:: Dataset entries ::
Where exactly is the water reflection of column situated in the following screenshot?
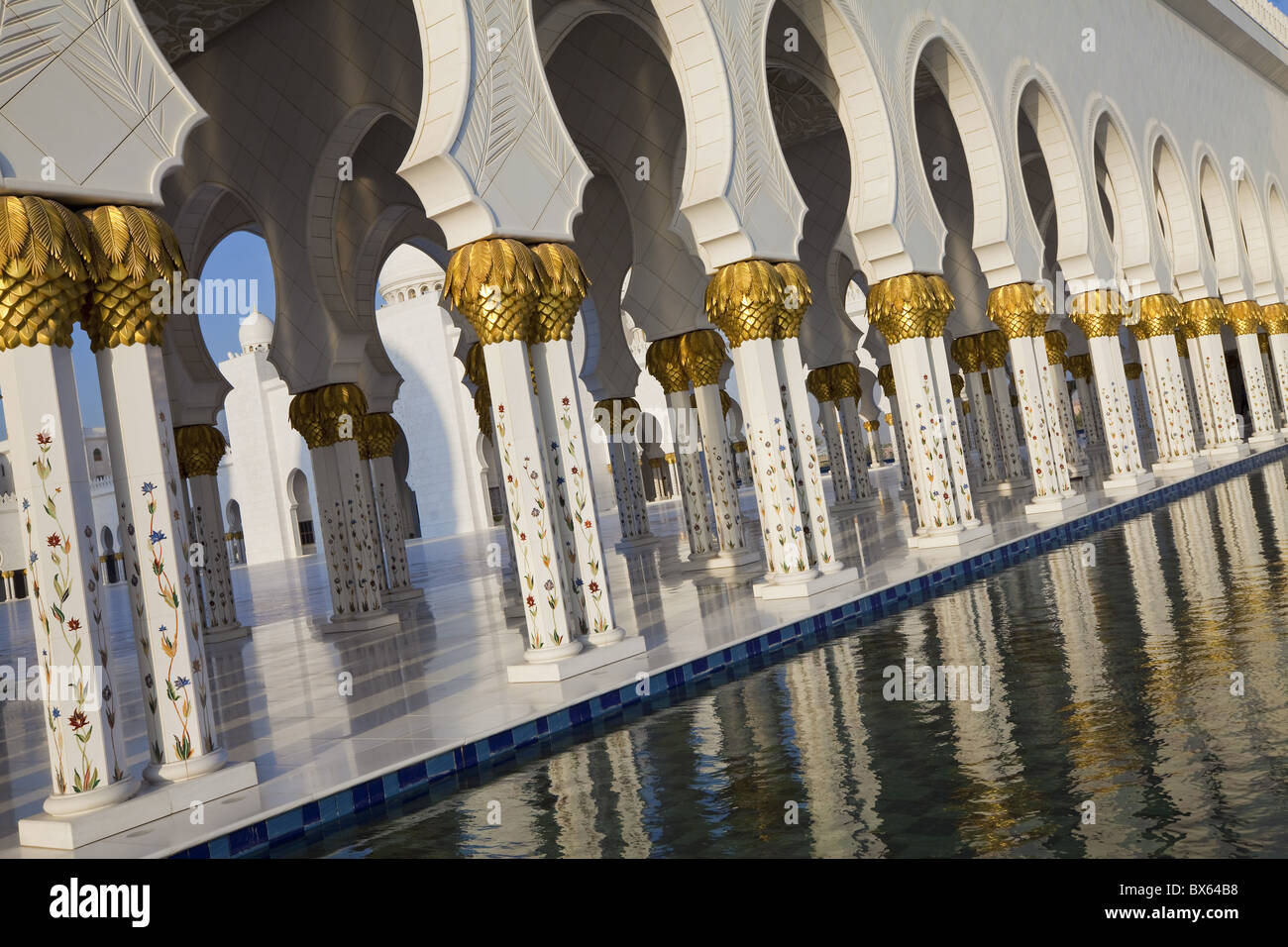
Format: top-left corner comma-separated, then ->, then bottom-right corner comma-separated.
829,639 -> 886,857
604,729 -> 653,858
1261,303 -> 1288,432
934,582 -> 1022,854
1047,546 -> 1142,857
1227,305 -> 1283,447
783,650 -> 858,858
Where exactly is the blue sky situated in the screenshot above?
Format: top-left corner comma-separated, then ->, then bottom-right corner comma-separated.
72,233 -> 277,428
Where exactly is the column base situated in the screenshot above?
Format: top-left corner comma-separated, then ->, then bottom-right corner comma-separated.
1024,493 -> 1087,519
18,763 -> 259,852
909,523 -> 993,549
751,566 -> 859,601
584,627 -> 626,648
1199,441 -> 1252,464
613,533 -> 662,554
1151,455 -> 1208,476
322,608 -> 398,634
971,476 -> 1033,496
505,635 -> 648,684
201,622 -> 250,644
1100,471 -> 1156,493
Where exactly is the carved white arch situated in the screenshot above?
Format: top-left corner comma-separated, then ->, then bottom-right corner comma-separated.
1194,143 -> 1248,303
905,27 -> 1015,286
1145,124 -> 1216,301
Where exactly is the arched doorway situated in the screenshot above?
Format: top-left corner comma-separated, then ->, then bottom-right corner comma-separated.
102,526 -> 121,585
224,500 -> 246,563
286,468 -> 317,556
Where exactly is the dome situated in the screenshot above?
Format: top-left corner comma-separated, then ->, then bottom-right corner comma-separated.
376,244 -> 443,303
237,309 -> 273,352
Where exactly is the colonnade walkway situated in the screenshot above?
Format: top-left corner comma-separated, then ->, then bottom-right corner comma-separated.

:: Exercise objective ::
Write out the data above as a numbered list, one line per item, skipping blank lines and leaving out the picture.

:: The completed task ::
1. Where exactly is the water reflection of column situated in the following screenshot?
2. Format: top-left corner comma-separated, then ->, then bottom-right corner comma-separated.
3. 829,639 -> 886,857
4. 604,729 -> 653,858
5. 1261,303 -> 1288,432
6. 934,582 -> 1022,854
7. 1047,546 -> 1142,857
8. 1227,305 -> 1283,447
9. 783,650 -> 858,858
10. Where exactly is the blue sky situated in the screenshot above?
11. Format: top-left corner comma-separated, then ->, then bottom-right corner comma-separated.
12. 72,233 -> 277,428
13. Where exactly is the column base situated in the screenshot above?
14. Format: top-left corner comma-separated, then ->, then bottom-right corner comma-separated.
15. 1024,493 -> 1087,519
16. 18,763 -> 259,852
17. 909,523 -> 993,549
18. 751,566 -> 859,601
19. 584,627 -> 626,648
20. 1199,441 -> 1252,464
21. 613,533 -> 662,554
22. 1151,455 -> 1208,476
23. 322,608 -> 398,634
24. 971,476 -> 1033,496
25. 505,635 -> 648,684
26. 201,622 -> 250,644
27. 1100,471 -> 1156,493
28. Where exactly is the carved white arch situated in the screenshot above?
29. Format: top-left corner comma-separated, then ->, then bottom-right corner comma-separated.
30. 1194,143 -> 1248,303
31. 905,27 -> 1015,286
32. 1145,124 -> 1216,301
33. Where exactly is the arched doorway situated in the screenshot above?
34. Format: top-left corner comma-separated, then ->, then bottom-right corner comma-separated.
35. 102,526 -> 121,585
36. 224,500 -> 246,563
37. 286,468 -> 317,556
38. Where exactly is the dome situated in the screenshot above?
39. Format: top-left corner comma-separated, then ->, then bottom-right corner comma-separated.
40. 376,244 -> 443,303
41. 237,309 -> 273,352
42. Where exactly is the colonnade walkway situated in the screenshot above?
43. Format: top-left corner comma-separated, then ->, then bottom-right corner comma-separated.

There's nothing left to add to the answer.